- **Problem description**
Copy out the records from the line containing "in dark suit." through the end of the records, swapping "dark suit" for "gray suit" and leaving everything else the same.

- **Pointing dataset records**
====================
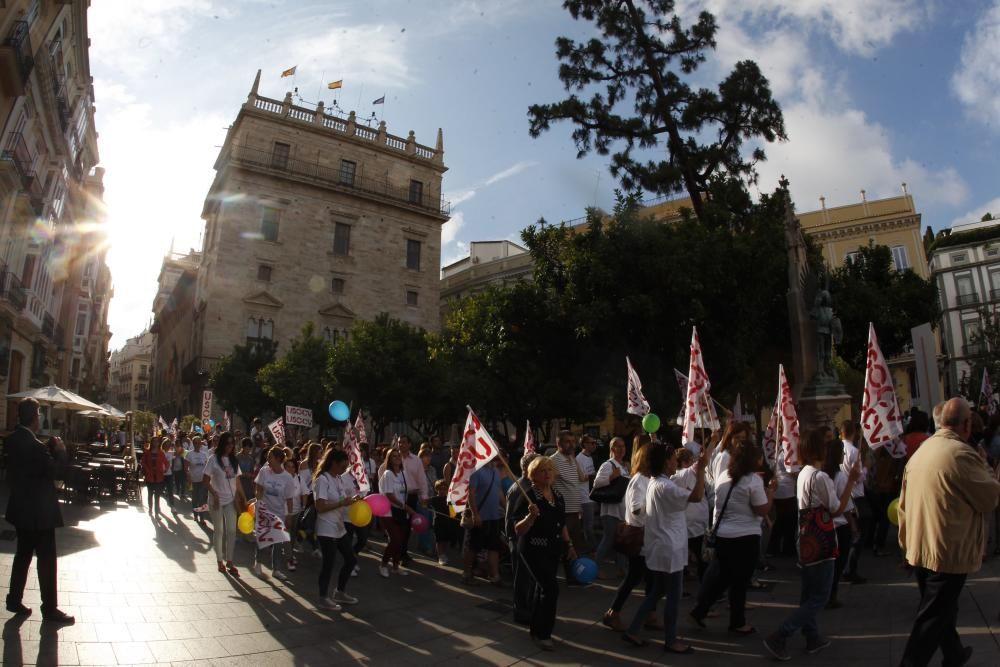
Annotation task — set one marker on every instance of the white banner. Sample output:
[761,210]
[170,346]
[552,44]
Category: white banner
[699,412]
[881,420]
[298,416]
[354,461]
[477,450]
[277,429]
[637,403]
[206,406]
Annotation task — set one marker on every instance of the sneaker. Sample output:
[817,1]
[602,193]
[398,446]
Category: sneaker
[327,603]
[341,597]
[816,644]
[775,645]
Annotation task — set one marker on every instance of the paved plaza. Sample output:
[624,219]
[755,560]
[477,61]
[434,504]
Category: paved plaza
[146,592]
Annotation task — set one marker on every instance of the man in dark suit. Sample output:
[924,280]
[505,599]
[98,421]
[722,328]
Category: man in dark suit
[33,509]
====================
- **Result below**
Annotation task — set one marker on every instance of the man in gray suit. Sample output:
[924,280]
[505,599]
[98,421]
[722,328]
Category: man in gray suit
[33,509]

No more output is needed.